● **WHAT THE EXERCISE ASKS**
Repeat the entries that follow from start to finish, keeping every character.

● **Region pointing data**

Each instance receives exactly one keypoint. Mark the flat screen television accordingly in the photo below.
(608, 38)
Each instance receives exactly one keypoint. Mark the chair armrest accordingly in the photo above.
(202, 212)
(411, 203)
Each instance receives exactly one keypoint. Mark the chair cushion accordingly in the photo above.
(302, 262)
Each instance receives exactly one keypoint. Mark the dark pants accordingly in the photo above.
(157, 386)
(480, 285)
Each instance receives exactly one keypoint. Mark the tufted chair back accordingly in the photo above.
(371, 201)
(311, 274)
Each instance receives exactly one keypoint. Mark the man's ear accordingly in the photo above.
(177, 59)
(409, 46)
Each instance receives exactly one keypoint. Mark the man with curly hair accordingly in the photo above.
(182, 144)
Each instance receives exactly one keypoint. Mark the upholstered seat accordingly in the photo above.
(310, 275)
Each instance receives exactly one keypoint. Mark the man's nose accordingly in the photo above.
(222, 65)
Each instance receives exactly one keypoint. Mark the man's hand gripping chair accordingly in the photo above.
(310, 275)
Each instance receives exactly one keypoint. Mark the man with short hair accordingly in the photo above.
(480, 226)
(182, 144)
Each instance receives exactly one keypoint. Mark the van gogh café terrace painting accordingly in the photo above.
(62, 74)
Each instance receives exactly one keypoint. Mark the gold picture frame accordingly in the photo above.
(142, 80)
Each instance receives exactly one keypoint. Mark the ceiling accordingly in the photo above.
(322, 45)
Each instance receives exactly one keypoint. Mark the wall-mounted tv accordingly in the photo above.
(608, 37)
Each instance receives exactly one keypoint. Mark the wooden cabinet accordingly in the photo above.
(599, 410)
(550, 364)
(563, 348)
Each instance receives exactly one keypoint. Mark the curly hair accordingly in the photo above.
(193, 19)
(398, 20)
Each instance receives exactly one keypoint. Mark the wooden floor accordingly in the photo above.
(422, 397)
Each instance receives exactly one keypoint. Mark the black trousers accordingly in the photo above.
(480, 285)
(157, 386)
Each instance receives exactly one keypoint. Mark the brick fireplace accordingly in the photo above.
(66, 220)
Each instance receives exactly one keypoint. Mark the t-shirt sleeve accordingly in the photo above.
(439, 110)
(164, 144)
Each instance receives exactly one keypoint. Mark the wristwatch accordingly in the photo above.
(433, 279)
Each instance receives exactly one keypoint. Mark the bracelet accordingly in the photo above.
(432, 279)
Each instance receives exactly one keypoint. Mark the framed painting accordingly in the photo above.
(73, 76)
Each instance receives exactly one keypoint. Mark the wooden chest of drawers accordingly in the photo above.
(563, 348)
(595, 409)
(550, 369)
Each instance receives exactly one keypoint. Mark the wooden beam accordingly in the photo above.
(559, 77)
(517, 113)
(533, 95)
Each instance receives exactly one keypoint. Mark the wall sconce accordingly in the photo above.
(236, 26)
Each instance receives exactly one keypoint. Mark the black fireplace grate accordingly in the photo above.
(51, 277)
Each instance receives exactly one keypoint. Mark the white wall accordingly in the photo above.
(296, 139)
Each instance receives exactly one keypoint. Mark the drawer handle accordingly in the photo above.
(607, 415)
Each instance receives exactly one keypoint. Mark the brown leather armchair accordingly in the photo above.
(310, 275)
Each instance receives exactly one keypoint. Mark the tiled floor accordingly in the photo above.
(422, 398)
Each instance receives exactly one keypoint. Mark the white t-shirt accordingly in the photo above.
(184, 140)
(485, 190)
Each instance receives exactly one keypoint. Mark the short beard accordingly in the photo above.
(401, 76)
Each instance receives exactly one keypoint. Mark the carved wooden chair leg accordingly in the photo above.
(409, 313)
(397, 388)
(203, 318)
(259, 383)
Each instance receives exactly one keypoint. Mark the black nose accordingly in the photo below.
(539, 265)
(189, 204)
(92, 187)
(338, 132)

● **FINAL ANSWER**
Each instance receives exactly one keypoint. Mark the flat screen television accordingly in the photo below.
(608, 38)
Each instance receives exactly one keypoint. Mark the chair armrest accordingly in the photo above.
(202, 212)
(411, 203)
Each instance receives exactly one keypoint. Mark the chair cushion accordingly in the photo above.
(302, 262)
Each instance receives exactly one keypoint. Mark the dark pants accordingly in the photo above.
(157, 386)
(480, 285)
Each instance receives exactly one keypoint. Mark the tufted chair back accordingly in the photo above.
(371, 201)
(311, 274)
Each instance receives exactly one keypoint. Mark the man's ear accordingly in the photo above.
(177, 59)
(409, 46)
Each instance receives exactly one keypoint. Mark the man with curly hair accordingly in the photo above.
(182, 144)
Each instance receives exactly one keypoint. Mark the upholstered seat accordingly in the photo above.
(310, 275)
Each instance receives exactly one keypoint. Mark the man's nose accordingly in the photo above.
(222, 65)
Each instance receives exactly one keypoint. Mark the man's hand gripping chair accordingly in the photo above.
(310, 275)
Each instance receives exactly one keypoint. Mark the man with short hair accordingly in the photo above.
(480, 226)
(182, 144)
Each instance receives exactly one keypoint. Mark the van gogh café terrace painting accordingly in the photo above.
(62, 74)
Each instance receives exactly one keypoint. Mark the gold picture frame accordingly in the photo above.
(142, 80)
Each instance receives exactly one keypoint. Mark the ceiling accordingly in the photo above.
(322, 45)
Each instance receives exactly one keypoint. Mark the wall-mounted tv accordingly in the photo above.
(608, 37)
Each instance receives exactly one keypoint. Mark the wooden cabinet accordingly in the photo above.
(599, 410)
(550, 364)
(563, 348)
Each instance receives exactly one keypoint. Mark the curly hair accordingly in the photo above.
(193, 19)
(398, 20)
Each instance receives exactly one keypoint. Mark the wooden floor accordingly in the photo above.
(422, 397)
Each instance receives exactly one keypoint. Mark the black trousers accordingly in the photo above.
(480, 285)
(157, 386)
Each instance receives exactly one keypoint. Mark the brick fireplace accordingly in the photo above.
(66, 220)
Each instance receives exactly one keypoint. Mark the t-shirt sleeve accordingly in the photo above.
(439, 110)
(164, 144)
Each instance receives exactly one keypoint. Mark the wristwatch accordingly in the photo above.
(433, 279)
Each instance receives exactly one keypoint. Mark the bracelet accordingly in the photo above.
(432, 279)
Each instance receives exactly one keypoint. Mark the framed painting accordingly in the photo above.
(73, 76)
Each instance receives exactly one keypoint. Mark the wooden chest of drawers accordingly in the photo above.
(563, 348)
(595, 409)
(550, 369)
Each instance receives exactly one keypoint. Mark the wooden beam accordingly in the photo above.
(559, 77)
(517, 113)
(533, 95)
Each instance receives exactly one keypoint. Mark the wall sconce accordingly in the photo above.
(236, 26)
Each instance receives exactly one keypoint. Mark the black fireplace grate accordingly in the photo above.
(51, 277)
Each instance receives exactly one keypoint. Mark the white wall accordingly in the photo above.
(296, 139)
Each instance receives exactly one keypoint. Mark the drawer handle accordingly in the photo above.
(607, 415)
Each instance receives exactly one keypoint. Mark the brown leather armchair accordingly in the photo above.
(310, 275)
Each instance receives exactly one keypoint. Mark the tiled floor accordingly in the photo above.
(422, 398)
Each instance receives exactly one keypoint. Mark the white t-shirt accordingly in the photo above.
(184, 140)
(485, 190)
Each instance receives exactly one keypoint. Mark the short beard accordingly in the photo above.
(401, 76)
Each instance receives exactly one keypoint. Mark the carved wooden chair leg accordingly in the photo above.
(409, 313)
(397, 388)
(203, 318)
(259, 383)
Each instance receives exactly one keypoint. Mark the black nose accordingly in the photo below.
(539, 265)
(189, 204)
(92, 187)
(338, 132)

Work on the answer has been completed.